LISTING →
□ □ □ □ □

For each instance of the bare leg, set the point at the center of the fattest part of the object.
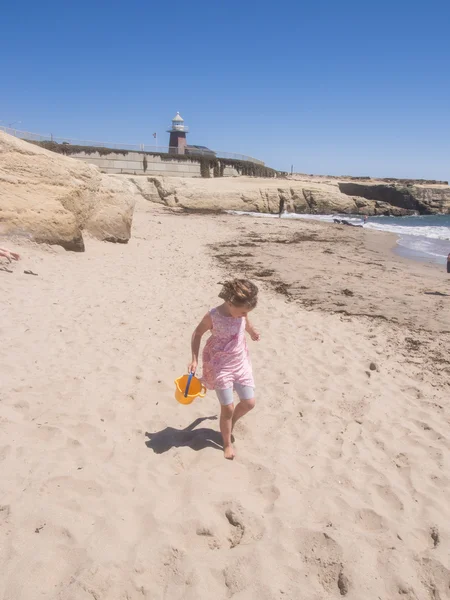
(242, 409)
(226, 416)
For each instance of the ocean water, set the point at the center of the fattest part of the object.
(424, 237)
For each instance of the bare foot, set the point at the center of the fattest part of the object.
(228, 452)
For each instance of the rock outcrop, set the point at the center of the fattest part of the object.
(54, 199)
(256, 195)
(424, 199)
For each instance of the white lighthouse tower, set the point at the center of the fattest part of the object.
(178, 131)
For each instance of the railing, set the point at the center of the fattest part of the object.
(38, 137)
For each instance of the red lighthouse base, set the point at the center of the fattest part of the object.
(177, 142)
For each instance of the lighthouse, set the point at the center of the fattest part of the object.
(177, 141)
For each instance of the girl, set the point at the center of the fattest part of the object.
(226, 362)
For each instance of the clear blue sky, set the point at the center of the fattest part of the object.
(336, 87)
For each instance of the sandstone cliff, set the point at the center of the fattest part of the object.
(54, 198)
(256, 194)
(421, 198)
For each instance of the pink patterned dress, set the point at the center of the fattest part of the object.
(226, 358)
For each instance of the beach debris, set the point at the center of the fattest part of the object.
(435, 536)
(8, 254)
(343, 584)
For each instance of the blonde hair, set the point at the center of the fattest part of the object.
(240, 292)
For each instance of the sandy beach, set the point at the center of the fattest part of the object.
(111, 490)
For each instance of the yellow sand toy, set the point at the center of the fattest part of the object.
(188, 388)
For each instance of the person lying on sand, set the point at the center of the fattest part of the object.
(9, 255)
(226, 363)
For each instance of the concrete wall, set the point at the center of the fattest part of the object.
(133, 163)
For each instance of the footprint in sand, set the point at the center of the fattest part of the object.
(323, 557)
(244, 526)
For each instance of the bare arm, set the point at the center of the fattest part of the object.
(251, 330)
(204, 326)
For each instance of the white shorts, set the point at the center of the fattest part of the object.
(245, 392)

□ □ □ □ □

WHAT YOU NEED TO DO → Output each line exactly; omit every picture.

FINISHED TASK →
For each instance of the bare leg, set the point at the center of the fattest part of the object.
(242, 409)
(226, 416)
For each instance of the ocean water, set the point at the center of the fattest part of the object.
(424, 237)
For each instance of the bare foot, set the point at the center of the fattest part of the object.
(228, 452)
For each instance of the rock outcrop, set the point at the center of the fattest part of the object.
(54, 199)
(256, 195)
(424, 199)
For each instance of the white lighthouse tower, set the point at the center of the fattest part of the object.
(178, 131)
For each instance of the railing, set the point at the center of the fattest part of the object.
(38, 137)
For each instance of the red lighthouse base, set the point at the center of the fattest part of the object.
(177, 142)
For each instance of the lighthouse, set the point at the center of the fattest part of the object.
(177, 141)
For each instance of the girl, set the point at the center of the fattest part of the object.
(226, 362)
For each instance of the clear blue sky, set the point at the center of the fattest part of the object.
(336, 87)
For each instance of the sandstone cliff, set the point at the center of the fattest part of the object.
(54, 198)
(256, 194)
(421, 198)
For each instance of the pink patterned dress, set the point at the center of the fattest part of the object.
(226, 358)
For each instance of the beach debris, set the point at the center of the fattest part of the object.
(435, 536)
(8, 254)
(343, 584)
For each instance of the blonde hair, set the point at the center of the fattest part of the object.
(240, 292)
For each instance of the sandy beach, set the point at the center of the fattest part of the object.
(111, 490)
For each instance of the yellow sand toy, set the point at the center of the fattest part of the object.
(188, 388)
For each instance of the person lying on sand, set the point at the center of the fattest part of the object.
(9, 255)
(226, 363)
For each instance of the concrete wall, set the point at the center of the fattest part of the object.
(133, 163)
For each instance of the footprint in sand, set the point at the center of the fattest part of the object.
(323, 557)
(244, 526)
For each instance of the bare arm, set the point at the center of the fattest part of the object.
(251, 330)
(204, 326)
For each instance of the white shorts, set the point at the center of the fattest part of the object.
(245, 392)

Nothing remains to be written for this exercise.